____ Records for the exercise

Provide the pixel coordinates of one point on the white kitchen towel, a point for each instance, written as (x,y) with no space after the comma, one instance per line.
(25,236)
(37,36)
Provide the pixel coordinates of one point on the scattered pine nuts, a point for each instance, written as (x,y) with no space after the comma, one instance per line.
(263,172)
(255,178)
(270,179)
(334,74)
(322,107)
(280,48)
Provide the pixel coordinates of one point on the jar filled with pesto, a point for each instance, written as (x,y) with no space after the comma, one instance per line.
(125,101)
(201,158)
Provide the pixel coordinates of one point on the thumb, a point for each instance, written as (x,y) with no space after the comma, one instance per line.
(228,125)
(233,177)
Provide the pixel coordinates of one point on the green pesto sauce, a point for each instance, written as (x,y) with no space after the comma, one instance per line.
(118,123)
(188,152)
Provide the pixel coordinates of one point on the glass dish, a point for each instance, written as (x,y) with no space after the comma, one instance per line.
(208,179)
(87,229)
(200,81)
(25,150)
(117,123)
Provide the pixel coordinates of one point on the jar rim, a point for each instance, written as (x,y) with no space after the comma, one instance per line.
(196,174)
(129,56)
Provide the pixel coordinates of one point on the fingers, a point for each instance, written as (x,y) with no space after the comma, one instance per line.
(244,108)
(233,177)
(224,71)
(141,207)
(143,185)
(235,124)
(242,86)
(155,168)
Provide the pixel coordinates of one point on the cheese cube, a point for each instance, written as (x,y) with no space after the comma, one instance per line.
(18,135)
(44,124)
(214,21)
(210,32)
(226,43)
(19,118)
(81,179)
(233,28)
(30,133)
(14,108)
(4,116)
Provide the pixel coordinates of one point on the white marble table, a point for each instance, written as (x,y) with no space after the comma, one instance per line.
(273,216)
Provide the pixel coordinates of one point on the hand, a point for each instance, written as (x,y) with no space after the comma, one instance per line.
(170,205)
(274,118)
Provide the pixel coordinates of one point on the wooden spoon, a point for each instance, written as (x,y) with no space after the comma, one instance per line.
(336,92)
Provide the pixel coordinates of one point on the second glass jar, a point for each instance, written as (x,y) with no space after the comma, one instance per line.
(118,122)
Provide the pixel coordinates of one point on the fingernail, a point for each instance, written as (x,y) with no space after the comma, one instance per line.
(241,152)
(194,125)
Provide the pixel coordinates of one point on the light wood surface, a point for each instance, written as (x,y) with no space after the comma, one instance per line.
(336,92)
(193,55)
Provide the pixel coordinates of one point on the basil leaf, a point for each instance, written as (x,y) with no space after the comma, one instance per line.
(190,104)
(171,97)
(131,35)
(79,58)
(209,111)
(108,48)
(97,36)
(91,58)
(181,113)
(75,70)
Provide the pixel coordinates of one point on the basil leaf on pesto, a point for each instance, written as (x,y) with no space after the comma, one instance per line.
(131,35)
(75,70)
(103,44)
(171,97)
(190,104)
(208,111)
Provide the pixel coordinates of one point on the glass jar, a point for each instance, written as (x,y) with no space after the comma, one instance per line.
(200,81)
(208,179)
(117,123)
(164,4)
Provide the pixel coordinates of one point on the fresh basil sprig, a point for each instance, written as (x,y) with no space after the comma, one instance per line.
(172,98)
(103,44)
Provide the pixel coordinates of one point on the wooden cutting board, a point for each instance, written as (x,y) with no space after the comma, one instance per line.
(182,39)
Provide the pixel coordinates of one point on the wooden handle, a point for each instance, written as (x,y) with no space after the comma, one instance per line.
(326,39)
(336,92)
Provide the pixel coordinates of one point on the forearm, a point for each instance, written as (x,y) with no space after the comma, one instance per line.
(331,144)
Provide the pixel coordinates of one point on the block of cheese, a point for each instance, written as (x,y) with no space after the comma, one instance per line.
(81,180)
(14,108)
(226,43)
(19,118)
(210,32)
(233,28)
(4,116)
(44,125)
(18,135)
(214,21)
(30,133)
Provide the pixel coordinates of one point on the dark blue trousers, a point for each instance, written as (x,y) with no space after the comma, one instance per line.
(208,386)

________

#### [What to produce]
Output the material in full, exactly as it appears.

#### [Result of this task]
Provide the pixel coordinates of one point on the white kitchen towel, a point for each instance, written as (x,y) with no space after the comma, one instance per line.
(25,236)
(37,36)
Provide the pixel coordinates of one point on the scattered pine nuts, a point for each instance, written as (x,y) with no space after the comma, one instance per line.
(263,172)
(255,178)
(270,179)
(334,74)
(322,107)
(280,48)
Provide the pixel coordinates of one point on the jar filled with pesto, a point for each instance, written as (x,y) with no space after the comma, one instance per line.
(125,101)
(201,158)
Provide the pixel coordinates of one point on the thumb, a point for each instance, written as (x,y) with no space after the comma, one instance per line.
(228,125)
(233,177)
Provide the pixel coordinates of one point on the green pesto sauce, a point for each instance, written as (x,y) with no space after the comma, one instance per line.
(118,123)
(188,152)
Provide the pixel coordinates of one point on the glass dish, a point for each instance, written as (x,y) with no space after the comma, one instance per line.
(208,179)
(87,229)
(200,81)
(25,150)
(117,123)
Provide the pixel coordinates of one point on the jar rim, a point for each instance, written as (x,y) with no space after the comma, one instance per line.
(196,174)
(129,56)
Provide the pixel coordinates of one point on the fingers, a point for each instance, written as (x,y) with no space after the comma, one instance per line.
(244,108)
(233,177)
(224,71)
(141,207)
(143,185)
(235,124)
(242,86)
(155,168)
Provide the pixel coordinates of one point on the cheese cube, a point for each instance, written as (x,y) with no space after the comma, one instance per line.
(18,135)
(44,124)
(214,21)
(210,32)
(226,43)
(19,118)
(81,179)
(233,28)
(30,133)
(14,108)
(4,116)
Provide the pixel coordinates of one point on the white marble table, a point for each instance, written as (x,y) with no space after the comma, one instance per line.
(273,216)
Provide the pixel coordinates of one point on the hand, a point for each instance, written as (x,y) with no space after the comma, one instance per line.
(170,205)
(274,118)
Provide the pixel coordinates of one point on the wooden spoon, a point for each instance, written as (x,y) with no space after the comma, one instance per line.
(336,92)
Provide the pixel coordinates of one point on the second glass jar, a point for each instance, written as (x,y) with no space after the comma, one instance per line.
(118,122)
Provide the pixel coordinates of one point on the fingernail, a point for each instance, written as (x,y) with no space after the comma, one instance per line.
(241,152)
(194,125)
Provide the pixel coordinates of one point on the light wood surface, a point for each instance, written as (x,y) with no space after the comma, one instance per line.
(336,92)
(193,55)
Provide the pixel coordinates of one point on the basil leaf, a point for each instance, written as (x,y) with no space after the comma, one instance per line.
(190,104)
(171,97)
(131,35)
(79,58)
(209,111)
(108,48)
(97,36)
(91,58)
(181,113)
(75,70)
Provide the pixel coordinates of one point on the basil leaf on pesto, a point for each instance, written as (x,y) with no space after the comma, one instance per line.
(131,35)
(75,70)
(103,44)
(171,97)
(190,104)
(208,111)
Provide the pixel coordinates of one point on the glass jar, a point for each instance, written as (x,y) with no space after the comma, one instance per line.
(200,81)
(208,179)
(117,123)
(164,4)
Provide the pixel coordinates of one point on the fresh basil sprig, a point for each instance, written as (x,y) with no space after the comma, one instance per line.
(172,98)
(103,44)
Provide the pixel coordinates of one point on the wooden cutting board, a point for each instance, written as (x,y) with no space after the comma, one instance per line.
(182,39)
Provide the pixel coordinates of one point on the wooden handle, a point for each instance, written as (x,y) with no space after the comma, one instance per line.
(326,39)
(336,92)
Provide the pixel coordinates of one point on the forearm, a point for each instance, written as (x,y) with no space after the comma, one instance per line.
(331,144)
Provide the pixel coordinates of one point on the block of cheese, a point for each instance, written as (x,y) with no space after the comma, one instance per line.
(81,180)
(14,108)
(226,43)
(19,118)
(210,32)
(233,28)
(4,116)
(44,125)
(18,135)
(214,21)
(30,133)
Provide the pixel coordinates of one point on the dark blue trousers, a point for each instance, written as (x,y) with no space after the comma, one instance per line.
(208,386)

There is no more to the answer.